------ Supplied data

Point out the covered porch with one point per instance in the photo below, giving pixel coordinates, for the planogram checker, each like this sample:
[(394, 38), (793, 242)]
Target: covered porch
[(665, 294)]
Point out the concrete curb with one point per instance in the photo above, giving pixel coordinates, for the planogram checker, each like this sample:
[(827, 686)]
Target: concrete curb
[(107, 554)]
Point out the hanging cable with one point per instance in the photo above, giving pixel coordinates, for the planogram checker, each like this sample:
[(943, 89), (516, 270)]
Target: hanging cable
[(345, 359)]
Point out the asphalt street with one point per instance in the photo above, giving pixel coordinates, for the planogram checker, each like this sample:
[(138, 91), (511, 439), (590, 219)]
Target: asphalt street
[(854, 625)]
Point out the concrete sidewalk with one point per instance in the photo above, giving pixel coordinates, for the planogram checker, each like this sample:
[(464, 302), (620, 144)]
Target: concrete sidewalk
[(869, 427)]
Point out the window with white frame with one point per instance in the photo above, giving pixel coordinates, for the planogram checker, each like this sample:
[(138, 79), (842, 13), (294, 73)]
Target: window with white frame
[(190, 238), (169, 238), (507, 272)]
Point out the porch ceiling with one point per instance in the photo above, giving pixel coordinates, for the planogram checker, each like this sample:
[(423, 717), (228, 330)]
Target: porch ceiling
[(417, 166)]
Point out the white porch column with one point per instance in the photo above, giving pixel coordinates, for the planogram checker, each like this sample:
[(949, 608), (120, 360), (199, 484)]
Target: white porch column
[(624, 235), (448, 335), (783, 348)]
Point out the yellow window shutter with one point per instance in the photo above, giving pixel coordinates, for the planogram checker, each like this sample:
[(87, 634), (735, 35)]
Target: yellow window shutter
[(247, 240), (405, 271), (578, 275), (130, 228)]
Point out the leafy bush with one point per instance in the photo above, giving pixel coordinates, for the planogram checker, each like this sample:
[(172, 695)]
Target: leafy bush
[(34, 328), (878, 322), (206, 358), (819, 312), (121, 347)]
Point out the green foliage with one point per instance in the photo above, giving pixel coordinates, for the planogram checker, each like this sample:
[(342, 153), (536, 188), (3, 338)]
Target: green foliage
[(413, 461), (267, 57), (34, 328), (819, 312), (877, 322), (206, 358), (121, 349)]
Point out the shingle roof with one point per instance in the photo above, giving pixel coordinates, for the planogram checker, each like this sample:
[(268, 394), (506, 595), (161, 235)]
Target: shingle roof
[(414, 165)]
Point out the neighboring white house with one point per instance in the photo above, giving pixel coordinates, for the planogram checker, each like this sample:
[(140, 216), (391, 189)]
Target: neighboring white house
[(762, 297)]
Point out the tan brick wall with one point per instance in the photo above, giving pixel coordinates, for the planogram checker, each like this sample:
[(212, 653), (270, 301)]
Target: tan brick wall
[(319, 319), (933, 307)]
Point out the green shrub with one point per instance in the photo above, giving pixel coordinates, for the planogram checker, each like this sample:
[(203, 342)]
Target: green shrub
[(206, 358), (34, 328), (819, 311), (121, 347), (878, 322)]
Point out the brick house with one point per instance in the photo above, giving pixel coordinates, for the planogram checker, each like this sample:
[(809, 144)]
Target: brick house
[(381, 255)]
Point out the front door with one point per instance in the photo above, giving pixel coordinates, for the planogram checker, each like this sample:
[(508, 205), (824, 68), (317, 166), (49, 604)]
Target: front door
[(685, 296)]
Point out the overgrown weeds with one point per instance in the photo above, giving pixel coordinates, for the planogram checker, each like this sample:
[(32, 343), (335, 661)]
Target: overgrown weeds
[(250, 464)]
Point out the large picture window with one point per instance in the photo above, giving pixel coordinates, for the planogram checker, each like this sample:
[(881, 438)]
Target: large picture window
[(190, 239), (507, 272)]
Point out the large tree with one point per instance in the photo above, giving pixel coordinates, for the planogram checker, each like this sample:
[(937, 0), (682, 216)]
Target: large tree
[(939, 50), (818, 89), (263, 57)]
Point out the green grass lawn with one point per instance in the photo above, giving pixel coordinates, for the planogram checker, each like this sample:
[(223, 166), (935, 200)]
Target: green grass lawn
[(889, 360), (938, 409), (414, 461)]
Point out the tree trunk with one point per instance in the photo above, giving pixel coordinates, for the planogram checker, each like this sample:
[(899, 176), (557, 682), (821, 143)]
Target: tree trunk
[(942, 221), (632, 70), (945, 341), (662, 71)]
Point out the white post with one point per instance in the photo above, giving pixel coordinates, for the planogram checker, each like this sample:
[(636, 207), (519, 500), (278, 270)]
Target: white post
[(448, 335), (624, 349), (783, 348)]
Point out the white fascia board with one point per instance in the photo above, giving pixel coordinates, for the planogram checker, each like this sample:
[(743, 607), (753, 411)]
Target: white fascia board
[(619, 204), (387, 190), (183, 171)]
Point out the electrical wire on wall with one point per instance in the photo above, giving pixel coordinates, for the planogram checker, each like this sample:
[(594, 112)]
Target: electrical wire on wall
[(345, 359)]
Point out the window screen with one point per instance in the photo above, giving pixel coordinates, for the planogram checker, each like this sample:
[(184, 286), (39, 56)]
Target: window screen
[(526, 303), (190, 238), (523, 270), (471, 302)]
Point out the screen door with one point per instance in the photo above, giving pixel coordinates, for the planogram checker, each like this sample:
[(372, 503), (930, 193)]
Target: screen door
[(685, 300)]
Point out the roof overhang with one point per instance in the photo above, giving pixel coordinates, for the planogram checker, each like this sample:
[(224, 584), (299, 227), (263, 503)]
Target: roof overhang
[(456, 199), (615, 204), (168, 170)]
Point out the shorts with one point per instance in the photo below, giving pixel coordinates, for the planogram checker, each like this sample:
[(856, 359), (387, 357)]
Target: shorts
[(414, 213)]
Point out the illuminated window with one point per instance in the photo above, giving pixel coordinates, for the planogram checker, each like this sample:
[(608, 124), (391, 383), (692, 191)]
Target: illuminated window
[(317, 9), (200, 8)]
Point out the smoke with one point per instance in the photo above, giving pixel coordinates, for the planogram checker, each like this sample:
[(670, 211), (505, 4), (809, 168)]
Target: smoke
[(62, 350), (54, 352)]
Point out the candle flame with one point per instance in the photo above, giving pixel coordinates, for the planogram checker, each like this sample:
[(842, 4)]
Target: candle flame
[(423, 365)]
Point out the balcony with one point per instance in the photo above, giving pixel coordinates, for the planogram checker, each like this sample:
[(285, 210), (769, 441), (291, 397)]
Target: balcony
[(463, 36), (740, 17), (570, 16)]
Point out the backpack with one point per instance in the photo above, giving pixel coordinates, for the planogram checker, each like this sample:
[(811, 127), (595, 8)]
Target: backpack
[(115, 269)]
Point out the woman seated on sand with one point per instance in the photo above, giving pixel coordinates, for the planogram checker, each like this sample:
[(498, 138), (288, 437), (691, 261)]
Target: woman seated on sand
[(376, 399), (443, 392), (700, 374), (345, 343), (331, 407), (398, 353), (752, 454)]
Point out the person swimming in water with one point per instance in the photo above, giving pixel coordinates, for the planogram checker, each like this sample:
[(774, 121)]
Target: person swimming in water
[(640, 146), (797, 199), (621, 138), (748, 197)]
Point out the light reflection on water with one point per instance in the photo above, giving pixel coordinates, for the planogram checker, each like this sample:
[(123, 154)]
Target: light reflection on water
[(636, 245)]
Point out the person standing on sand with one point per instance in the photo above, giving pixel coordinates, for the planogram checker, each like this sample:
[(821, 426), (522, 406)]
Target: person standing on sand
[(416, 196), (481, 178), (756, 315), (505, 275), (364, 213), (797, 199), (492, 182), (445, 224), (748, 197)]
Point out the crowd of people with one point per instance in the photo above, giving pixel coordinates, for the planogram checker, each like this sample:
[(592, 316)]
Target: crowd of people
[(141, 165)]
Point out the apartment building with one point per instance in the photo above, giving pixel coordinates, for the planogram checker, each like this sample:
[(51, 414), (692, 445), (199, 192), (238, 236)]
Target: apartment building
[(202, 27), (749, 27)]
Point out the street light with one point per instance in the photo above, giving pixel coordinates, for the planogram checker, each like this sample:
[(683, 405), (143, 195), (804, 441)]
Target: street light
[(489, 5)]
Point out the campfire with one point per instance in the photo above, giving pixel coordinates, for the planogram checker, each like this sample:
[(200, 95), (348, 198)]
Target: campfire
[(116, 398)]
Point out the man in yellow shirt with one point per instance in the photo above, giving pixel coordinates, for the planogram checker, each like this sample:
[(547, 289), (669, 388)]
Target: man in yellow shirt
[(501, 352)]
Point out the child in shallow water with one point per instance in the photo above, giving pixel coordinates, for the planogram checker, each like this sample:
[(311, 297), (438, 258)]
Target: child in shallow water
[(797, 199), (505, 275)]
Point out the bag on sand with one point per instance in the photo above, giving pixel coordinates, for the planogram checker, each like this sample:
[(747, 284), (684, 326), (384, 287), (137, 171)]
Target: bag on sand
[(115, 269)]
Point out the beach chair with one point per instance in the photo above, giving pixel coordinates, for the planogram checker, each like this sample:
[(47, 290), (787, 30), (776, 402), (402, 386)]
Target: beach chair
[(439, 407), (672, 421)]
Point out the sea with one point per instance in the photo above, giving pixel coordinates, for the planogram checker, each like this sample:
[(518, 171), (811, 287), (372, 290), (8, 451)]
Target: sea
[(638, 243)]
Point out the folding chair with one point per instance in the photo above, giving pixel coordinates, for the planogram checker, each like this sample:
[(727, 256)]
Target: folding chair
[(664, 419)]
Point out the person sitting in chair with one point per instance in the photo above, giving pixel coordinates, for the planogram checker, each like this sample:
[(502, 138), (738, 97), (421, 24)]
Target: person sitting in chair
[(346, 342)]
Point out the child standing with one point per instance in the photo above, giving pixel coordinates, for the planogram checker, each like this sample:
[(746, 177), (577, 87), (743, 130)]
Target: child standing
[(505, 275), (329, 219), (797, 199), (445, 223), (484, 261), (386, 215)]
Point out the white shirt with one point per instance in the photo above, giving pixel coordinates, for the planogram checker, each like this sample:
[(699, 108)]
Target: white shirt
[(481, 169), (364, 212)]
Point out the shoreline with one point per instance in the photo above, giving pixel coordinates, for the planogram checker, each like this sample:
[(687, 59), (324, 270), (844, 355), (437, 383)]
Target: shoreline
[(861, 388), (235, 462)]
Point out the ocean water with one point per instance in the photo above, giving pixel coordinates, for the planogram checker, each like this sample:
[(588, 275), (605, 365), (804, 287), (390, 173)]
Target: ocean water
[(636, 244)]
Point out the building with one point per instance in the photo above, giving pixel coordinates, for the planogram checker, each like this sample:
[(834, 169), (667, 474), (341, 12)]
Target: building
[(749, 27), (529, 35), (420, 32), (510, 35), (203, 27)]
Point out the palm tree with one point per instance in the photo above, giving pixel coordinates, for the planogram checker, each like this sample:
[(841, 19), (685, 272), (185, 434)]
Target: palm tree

------------

Copy the records above without any change, from the line containing "Point out the brick" up to and including the line containing "[(250, 464)]".

Point out the brick house with one point per instance in the photo above, giving pixel coordinates, for the planogram checker, each like this sample:
[(809, 144)]
Target: brick house
[(381, 255)]
Point out the front door with one point per instance in the photo above, giving pixel coordinates, for the planogram checker, each like this sample:
[(508, 205), (824, 68), (317, 166), (49, 604)]
Target: front door
[(685, 296)]
Point out the overgrown weeds with one point per instance in the photo above, giving pixel coordinates, for the planogram checker, each like this sample:
[(32, 343), (335, 661)]
Target: overgrown weeds
[(250, 464)]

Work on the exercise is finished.